GIVEN ENTRIES:
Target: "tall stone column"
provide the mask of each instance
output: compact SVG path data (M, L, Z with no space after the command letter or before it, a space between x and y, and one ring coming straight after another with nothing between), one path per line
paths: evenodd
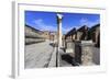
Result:
M61 48L63 45L63 42L62 42L62 19L63 19L63 15L57 13L57 33L58 33L58 48Z
M61 50L59 48L63 46L63 42L62 42L62 19L63 19L63 15L57 13L57 44L58 44L58 47L57 47L57 53L56 53L56 67L59 67L59 59L61 59Z

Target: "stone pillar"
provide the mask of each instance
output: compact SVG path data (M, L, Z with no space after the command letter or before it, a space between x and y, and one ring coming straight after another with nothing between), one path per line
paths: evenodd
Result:
M81 65L89 66L94 65L92 60L92 41L81 41Z
M62 45L62 19L63 19L63 15L57 13L58 48L61 48L63 46Z

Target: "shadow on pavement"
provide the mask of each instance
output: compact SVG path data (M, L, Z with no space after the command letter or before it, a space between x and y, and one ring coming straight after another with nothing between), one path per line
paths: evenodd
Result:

YOUR OBJECTIVE:
Put everything from the start of the listing down to the line containing "M62 45L62 19L63" into a two-column CSV with the headers input and output. Give one row for each text and its answer, with each value in a single quoted field, line breaks replaced by spaces, and the pictures left out.

ANSWER:
input,output
"Target: ""tall stone column"" provide the mask of each instance output: compact SVG path data (M, L, Z with no space after the command letter or before it, a space between x and y, and one ring coming straight after another with nothing between), one path per line paths: evenodd Result:","M61 48L63 45L63 42L62 42L62 19L63 19L63 15L57 13L57 33L58 33L58 48Z M61 50L59 48L63 46L63 42L62 42L62 19L63 19L63 15L57 13L57 44L58 44L58 47L57 47L57 53L56 53L56 67L59 67L59 59L61 59Z"
"Target: ""stone pillar"" provide the mask of each instance output: compact SVG path data (M, L, Z with no space after the command letter or before it, a space between x and y, and one ring coming straight after another with nothing between), one path per line paths: evenodd Result:","M81 65L89 66L94 65L92 60L92 41L81 41Z M62 45L62 19L63 19L63 15L57 13L58 48L61 48L63 46Z"